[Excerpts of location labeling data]
# # # # # # #
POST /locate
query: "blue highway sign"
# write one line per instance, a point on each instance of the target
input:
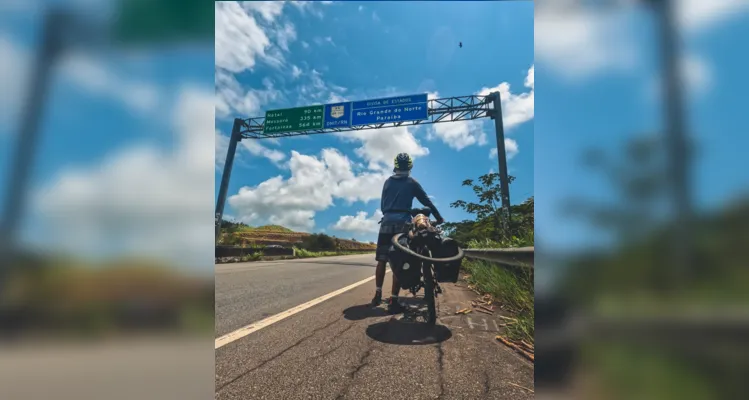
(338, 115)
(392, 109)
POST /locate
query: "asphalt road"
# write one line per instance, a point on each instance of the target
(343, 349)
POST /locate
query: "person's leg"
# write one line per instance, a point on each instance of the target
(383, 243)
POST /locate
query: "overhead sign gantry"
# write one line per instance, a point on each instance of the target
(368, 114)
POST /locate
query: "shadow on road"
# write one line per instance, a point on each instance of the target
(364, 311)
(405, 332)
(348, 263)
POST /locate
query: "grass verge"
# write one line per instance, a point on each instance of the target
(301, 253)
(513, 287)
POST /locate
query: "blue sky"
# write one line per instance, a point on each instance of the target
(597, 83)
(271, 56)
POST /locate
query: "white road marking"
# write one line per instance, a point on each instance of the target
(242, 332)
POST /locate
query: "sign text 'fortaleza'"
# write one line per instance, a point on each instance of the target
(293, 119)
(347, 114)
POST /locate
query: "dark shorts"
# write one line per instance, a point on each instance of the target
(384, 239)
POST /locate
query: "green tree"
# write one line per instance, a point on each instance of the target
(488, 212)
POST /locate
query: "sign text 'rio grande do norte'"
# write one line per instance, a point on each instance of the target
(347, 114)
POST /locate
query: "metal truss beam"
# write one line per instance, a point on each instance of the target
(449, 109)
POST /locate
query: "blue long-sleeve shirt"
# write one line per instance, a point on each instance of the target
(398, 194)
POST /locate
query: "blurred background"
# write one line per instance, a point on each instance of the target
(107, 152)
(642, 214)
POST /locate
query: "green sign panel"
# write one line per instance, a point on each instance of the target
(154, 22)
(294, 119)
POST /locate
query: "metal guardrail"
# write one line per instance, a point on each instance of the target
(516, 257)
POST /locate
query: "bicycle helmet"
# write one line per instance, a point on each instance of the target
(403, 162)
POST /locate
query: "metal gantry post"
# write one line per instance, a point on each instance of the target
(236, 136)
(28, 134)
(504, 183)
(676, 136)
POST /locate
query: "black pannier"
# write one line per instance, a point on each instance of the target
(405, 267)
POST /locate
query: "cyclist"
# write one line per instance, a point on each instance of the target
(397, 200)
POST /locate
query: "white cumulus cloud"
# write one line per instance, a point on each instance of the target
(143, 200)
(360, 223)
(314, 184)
# # # # # # #
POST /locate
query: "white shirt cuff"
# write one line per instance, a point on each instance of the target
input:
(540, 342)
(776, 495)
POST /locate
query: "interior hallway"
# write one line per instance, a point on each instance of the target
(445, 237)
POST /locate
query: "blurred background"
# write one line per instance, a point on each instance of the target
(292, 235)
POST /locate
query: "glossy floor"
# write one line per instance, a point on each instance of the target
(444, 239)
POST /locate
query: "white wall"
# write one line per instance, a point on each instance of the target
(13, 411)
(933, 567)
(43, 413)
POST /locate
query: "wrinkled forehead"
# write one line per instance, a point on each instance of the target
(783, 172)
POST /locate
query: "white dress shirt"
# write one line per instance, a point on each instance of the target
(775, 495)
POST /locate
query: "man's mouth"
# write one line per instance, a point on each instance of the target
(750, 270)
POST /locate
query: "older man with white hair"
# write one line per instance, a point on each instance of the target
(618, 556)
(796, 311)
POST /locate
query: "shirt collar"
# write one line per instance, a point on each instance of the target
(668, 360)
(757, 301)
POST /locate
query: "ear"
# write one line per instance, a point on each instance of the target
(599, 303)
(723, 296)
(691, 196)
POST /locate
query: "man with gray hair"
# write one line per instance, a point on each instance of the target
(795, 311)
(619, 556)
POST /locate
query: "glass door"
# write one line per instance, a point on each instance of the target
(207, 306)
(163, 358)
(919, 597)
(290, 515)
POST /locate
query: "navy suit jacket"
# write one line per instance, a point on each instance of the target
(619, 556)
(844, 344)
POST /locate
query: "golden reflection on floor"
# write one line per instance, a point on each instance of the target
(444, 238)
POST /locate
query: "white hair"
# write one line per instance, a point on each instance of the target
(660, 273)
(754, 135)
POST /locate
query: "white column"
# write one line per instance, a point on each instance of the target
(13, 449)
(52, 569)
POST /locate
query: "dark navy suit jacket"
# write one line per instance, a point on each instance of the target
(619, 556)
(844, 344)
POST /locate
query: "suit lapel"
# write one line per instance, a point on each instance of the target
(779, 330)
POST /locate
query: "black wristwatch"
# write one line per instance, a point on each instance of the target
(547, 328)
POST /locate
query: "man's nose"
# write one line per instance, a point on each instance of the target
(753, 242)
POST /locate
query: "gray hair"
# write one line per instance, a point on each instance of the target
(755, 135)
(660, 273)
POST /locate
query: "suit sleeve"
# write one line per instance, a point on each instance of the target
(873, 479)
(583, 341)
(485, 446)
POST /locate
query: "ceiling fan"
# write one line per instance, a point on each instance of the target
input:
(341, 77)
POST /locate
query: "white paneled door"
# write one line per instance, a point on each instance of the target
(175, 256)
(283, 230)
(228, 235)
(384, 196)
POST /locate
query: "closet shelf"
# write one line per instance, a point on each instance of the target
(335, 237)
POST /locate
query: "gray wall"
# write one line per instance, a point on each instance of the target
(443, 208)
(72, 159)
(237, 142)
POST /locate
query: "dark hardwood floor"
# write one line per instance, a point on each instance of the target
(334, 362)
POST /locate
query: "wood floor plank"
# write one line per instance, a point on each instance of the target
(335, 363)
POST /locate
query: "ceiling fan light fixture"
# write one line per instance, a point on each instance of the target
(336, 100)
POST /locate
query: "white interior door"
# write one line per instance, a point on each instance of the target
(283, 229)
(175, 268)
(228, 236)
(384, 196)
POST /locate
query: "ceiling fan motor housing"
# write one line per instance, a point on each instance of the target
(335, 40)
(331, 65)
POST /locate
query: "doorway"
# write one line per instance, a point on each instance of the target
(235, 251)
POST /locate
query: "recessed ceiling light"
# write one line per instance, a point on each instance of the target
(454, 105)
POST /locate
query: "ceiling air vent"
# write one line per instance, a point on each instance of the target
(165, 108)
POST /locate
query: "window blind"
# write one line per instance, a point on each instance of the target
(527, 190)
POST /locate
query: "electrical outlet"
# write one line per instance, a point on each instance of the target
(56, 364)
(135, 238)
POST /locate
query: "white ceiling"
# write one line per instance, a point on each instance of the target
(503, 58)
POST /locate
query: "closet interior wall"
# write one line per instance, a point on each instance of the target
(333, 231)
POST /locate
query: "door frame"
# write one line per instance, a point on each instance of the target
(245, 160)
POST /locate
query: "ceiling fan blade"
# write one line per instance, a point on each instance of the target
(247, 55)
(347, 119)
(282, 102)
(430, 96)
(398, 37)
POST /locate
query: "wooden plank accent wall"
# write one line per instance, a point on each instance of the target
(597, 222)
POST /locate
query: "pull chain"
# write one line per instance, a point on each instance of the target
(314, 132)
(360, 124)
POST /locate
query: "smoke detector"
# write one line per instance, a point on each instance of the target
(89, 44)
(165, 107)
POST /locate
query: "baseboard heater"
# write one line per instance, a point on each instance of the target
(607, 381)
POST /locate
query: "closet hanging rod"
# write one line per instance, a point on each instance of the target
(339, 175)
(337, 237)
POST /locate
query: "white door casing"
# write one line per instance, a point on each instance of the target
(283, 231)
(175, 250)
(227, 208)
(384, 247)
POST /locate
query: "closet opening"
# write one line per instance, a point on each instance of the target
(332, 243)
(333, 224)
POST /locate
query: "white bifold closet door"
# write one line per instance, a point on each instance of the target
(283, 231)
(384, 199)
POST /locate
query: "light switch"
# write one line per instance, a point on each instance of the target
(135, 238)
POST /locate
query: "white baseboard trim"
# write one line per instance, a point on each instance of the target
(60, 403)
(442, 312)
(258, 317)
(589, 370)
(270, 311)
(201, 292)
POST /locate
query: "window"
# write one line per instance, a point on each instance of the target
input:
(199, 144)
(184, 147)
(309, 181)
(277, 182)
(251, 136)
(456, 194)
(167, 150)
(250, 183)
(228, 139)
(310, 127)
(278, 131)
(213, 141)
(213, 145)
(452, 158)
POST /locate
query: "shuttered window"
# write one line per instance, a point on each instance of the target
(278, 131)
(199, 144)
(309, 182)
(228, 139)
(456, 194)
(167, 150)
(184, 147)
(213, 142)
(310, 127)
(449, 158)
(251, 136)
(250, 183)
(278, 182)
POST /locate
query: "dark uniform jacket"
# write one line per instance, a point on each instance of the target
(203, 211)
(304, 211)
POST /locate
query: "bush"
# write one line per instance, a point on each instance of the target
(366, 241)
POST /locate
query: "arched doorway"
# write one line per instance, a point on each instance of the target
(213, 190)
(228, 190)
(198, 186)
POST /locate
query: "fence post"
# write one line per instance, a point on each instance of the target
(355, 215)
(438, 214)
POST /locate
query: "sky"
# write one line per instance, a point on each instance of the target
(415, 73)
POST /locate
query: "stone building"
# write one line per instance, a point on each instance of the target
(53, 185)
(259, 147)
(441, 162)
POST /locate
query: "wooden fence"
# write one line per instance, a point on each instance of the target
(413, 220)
# # # # # # #
**Given exercise:**
Gather every line in the records above that contains the word "navy" and list those lines.

**Exercise result:**
query: "navy suit jacket"
query: "dark navy suit jacket"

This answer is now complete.